《青春的敌人》第10/41页
我们是读书人的后代
无论我们在攻读学位,还是在练兵场上,无论是在工厂还是在乡村,也不管我们的父辈是不是识字,我们都不该忘记,我们华夏祖先的形象,是读书人的形象。
在汉民族史上,有过这样的时期,人民“不学诗,无以言”。也有过更好的时期,“学而优,则仕”。但是,自从那位站在田埂上的贫下中农,怒气冲冲地反诘仲由,讽刺他的老师孔丘,说他“四体不勤,五谷不分”, 苛求知识分子必须面面俱到的微辞,便萌生了出来。到了二十世纪七十年代,四肢和谷子问题,成了贬低读书人的最通行的说词。可以说,这个阴影甚至至今仍未散尽。不知为什么,从来没有人提出过要为那位只知“植其杖而芸”、此外仅会辨认五谷的老农进行扫盲,而自动放弃读书权的人以及被善于分清五谷的父母剥夺了读书权的人,却与日俱增。他们对现代文明和世界的未来,构成了空前的威胁。
G・布什在一九八八年的竞选中声称,他要做一个“教育总统”,以此拉拢选民。李登辉也在台北呼吁说:“读书人的后代,不该忘记读书。”今天,在全世界的任何一隅,要昌运,就要读书。在个人地位的升迁过程中,“学而优”即使已不再是“仕”的唯一条件,但它依旧是重要的基础指标。没有文凭,是做不了白领经理的。
韩国白先生告诉我,韩国人即使是在勒紧腰带艰苦创业的朴正熙时代(1961-1979),也始终没有因为眼前的一点点小利益而放弃教育。他们的父母,几乎每个人都是支撑着窘困的家境强迫子女去念书的。那时,大汉族“万般皆下品,唯有读书高”的深远影响,在其发源地被批倒批臭了,但它却依然故我地被高丽人尊奉。当韩国老百姓竭尽全力,把家财投向子女教育时,他们完全不清楚这对后来的经济起飞会起到什么作用,他们也不敢断定说,不放弃读书,日后就会发大财。他们之所以不惜血本地教育子女,只是因为崇拜知识。在韩国,这种习惯十分幸运地没有经历过类似于中国文革以及经济变革那样的困境。如果一个青年在那些日子里,能在汉城大学或高丽大学读书,他就是“Number One”,就会受到全社会的尊敬。

▶ _练习说明_: 请原样复述展示文本中的一段文字,从含有“在汉民族史上,有过这样的时期”的字句开始,到“界的未来,构成了空前的威胁。”为止。 完成练习用不到接下来的各行。

▶ _数据部分_:
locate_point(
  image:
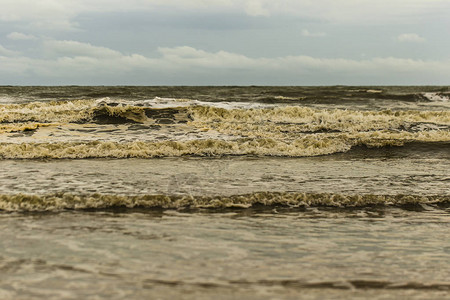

▶ _正确结果_:
在汉民族史上,有过这样的时期,人民“不学诗,无以言”。也有过更好的时期,“学而优,则仕”。但是,自从那位站在田埂上的贫下中农,怒气冲冲地反诘仲由,讽刺他的老师孔丘,说他“四体不勤,五谷不分”, 苛求知识分子必须面面俱到的微辞,便萌生了出来。到了二十世纪七十年代,四肢和谷子问题,成了贬低读书人的最通行的说词。可以说,这个阴影甚至至今仍未散尽。不知为什么,从来没有人提出过要为那位只知“植其杖而芸”、此外仅会辨认五谷的老农进行扫盲,而自动放弃读书权的人以及被善于分清五谷的父母剥夺了读书权的人,却与日俱增。他们对现代文明和世界的未来,构成了空前的威胁。